[Position identification records]
>> BEGIN
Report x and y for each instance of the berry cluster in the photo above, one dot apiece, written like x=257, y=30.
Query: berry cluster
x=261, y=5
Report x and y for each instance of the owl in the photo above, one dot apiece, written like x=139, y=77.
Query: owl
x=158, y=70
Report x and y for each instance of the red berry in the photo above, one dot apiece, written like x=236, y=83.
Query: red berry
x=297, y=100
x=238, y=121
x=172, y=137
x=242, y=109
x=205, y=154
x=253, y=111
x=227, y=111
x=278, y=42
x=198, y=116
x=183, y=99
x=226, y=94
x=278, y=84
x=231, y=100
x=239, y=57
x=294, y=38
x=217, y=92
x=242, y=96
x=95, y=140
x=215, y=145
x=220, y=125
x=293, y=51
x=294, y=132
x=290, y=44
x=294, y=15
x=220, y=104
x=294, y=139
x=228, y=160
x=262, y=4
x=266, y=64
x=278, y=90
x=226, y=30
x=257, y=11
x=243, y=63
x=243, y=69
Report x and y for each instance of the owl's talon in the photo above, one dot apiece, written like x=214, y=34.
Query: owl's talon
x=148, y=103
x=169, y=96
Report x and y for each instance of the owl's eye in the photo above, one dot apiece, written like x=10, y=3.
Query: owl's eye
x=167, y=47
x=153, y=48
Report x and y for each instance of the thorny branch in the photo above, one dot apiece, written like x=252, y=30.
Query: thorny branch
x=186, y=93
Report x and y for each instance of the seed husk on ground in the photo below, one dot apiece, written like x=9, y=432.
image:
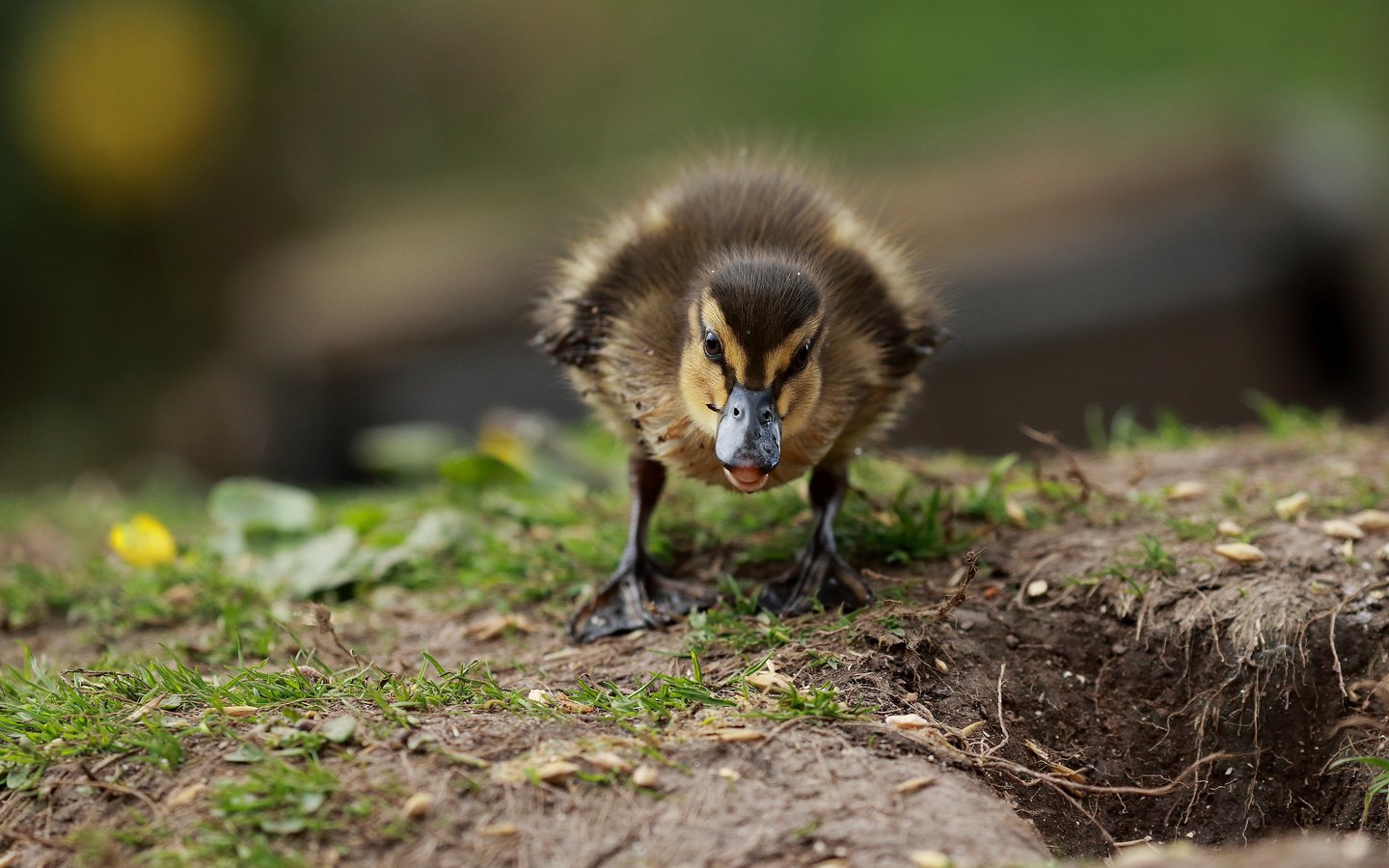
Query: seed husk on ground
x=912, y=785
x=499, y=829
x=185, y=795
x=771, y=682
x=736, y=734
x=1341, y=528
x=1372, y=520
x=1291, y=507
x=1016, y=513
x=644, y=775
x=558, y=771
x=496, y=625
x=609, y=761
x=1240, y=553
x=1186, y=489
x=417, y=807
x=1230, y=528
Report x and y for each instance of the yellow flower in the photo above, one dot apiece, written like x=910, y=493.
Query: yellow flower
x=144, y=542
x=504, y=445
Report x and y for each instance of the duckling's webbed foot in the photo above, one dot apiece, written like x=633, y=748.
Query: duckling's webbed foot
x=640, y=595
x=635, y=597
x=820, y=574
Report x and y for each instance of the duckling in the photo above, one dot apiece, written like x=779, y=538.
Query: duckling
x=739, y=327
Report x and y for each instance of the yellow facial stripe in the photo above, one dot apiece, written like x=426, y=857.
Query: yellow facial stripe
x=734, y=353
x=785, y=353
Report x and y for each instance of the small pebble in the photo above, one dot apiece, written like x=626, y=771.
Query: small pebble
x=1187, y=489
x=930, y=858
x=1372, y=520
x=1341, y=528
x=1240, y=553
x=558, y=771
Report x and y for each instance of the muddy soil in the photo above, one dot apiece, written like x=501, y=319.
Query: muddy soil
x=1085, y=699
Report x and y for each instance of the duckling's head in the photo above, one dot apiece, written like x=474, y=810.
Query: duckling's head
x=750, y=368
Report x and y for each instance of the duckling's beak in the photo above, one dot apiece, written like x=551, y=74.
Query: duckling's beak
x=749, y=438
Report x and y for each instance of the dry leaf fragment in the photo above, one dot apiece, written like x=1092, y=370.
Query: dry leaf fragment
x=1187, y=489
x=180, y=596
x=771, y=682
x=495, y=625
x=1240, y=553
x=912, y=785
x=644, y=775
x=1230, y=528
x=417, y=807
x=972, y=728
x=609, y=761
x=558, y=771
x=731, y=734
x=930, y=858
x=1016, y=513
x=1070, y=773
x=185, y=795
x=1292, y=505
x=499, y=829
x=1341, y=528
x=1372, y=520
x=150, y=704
>> END
>> BEGIN
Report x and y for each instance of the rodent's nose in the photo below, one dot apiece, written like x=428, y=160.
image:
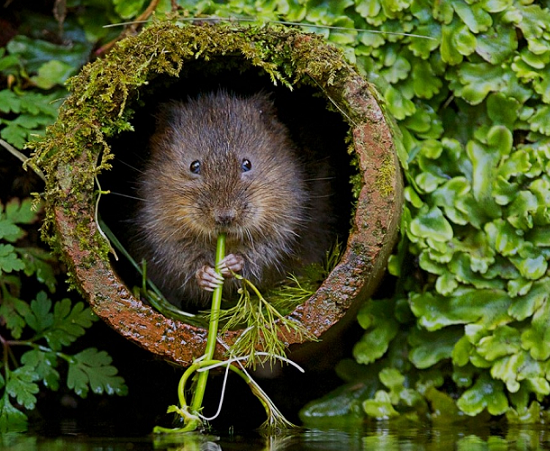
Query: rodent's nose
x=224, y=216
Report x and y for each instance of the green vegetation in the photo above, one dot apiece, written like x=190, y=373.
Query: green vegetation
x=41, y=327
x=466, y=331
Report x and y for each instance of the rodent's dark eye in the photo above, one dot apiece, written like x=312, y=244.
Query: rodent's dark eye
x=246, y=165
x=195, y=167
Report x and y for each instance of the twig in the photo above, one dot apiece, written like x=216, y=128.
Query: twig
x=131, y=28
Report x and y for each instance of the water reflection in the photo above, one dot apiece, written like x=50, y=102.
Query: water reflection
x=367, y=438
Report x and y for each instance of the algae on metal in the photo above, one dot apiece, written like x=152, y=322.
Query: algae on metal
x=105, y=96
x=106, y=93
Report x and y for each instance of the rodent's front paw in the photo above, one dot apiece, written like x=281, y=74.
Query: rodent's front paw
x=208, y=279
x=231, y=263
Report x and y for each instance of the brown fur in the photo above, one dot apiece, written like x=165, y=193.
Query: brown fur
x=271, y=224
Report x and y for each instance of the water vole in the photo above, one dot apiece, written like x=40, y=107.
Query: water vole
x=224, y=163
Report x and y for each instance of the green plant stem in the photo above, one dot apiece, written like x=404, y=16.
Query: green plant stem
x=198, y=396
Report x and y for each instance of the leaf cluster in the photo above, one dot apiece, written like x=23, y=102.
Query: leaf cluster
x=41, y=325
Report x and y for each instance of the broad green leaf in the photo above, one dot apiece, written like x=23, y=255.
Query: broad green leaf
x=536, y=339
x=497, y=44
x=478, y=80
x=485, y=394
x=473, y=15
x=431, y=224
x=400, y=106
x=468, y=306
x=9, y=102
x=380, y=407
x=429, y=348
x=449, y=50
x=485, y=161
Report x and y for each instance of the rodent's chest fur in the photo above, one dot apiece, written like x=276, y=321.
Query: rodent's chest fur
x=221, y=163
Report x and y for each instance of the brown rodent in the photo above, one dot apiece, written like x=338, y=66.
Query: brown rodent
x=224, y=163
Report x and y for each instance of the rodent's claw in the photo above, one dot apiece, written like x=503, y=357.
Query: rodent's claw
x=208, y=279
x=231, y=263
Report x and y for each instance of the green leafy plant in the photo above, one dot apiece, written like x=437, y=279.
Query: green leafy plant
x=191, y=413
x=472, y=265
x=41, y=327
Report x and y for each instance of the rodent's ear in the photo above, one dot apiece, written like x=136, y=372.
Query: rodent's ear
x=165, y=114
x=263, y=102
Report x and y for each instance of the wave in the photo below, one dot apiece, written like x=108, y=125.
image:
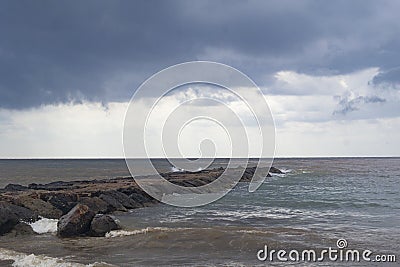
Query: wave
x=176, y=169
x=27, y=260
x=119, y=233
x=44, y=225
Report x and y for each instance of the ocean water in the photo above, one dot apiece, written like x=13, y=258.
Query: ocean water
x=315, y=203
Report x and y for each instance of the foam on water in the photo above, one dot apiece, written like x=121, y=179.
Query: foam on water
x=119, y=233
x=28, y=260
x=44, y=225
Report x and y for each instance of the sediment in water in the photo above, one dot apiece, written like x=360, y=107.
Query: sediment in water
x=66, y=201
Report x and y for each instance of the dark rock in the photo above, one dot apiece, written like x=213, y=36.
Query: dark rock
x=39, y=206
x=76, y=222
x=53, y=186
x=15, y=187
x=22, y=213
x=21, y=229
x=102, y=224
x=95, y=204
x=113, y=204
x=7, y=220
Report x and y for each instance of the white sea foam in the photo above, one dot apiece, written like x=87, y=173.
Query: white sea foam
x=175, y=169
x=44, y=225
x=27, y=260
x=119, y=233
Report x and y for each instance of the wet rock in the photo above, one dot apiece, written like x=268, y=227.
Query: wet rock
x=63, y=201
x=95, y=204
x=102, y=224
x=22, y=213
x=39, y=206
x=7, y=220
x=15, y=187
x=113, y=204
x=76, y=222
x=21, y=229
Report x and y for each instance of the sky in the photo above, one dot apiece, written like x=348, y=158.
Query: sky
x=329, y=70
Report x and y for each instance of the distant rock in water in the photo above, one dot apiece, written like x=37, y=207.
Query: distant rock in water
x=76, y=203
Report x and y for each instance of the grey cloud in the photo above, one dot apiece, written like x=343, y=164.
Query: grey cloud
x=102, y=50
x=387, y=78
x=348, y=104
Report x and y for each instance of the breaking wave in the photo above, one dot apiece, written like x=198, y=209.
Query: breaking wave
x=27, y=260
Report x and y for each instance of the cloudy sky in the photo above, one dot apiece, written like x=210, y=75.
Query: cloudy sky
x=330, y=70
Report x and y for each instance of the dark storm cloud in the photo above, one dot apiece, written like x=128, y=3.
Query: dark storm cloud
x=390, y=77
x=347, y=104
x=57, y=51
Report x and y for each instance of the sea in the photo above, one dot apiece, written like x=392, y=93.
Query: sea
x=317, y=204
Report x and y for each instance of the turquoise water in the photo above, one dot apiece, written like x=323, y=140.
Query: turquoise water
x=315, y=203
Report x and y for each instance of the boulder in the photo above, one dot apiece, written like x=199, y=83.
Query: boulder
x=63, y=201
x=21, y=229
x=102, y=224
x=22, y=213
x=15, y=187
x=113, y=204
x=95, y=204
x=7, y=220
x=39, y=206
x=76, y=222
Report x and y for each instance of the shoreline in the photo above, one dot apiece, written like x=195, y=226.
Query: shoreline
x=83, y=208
>> END
> **Aim of the task**:
Give the lines from the line containing "Report x and y for each instance of the rodent's chest" up to and including the line containing "x=263, y=102" as a two-column CSV with the columns text and answer, with one row for each item. Place each value in a single quoted field, with line breaks replaced by spaces.

> **Solution to this task**:
text,answer
"Report x and y for each instance of the rodent's chest fur in the photo above, one dot apiece, written like x=276, y=321. Query: rodent's chest fur","x=221, y=163"
"Report x and y for each instance of the brown rodent in the photo above, one dot apiece, written like x=338, y=66. Query: brown rodent","x=224, y=163"
"Report x and y for each instance of the rodent's claw in the photo above, one dot apiece, written like x=503, y=357. Query: rodent's claw","x=208, y=279 x=231, y=263"
"Report x and y for each instance of the green leafy plant in the photo above, one dot apiece, written like x=437, y=279. Query: green leafy plant","x=191, y=413 x=472, y=265 x=41, y=327"
"Report x and y for each instance of the rodent's ear in the photo above, one dot apiece, written like x=136, y=372. Query: rodent's ear","x=165, y=114 x=263, y=102"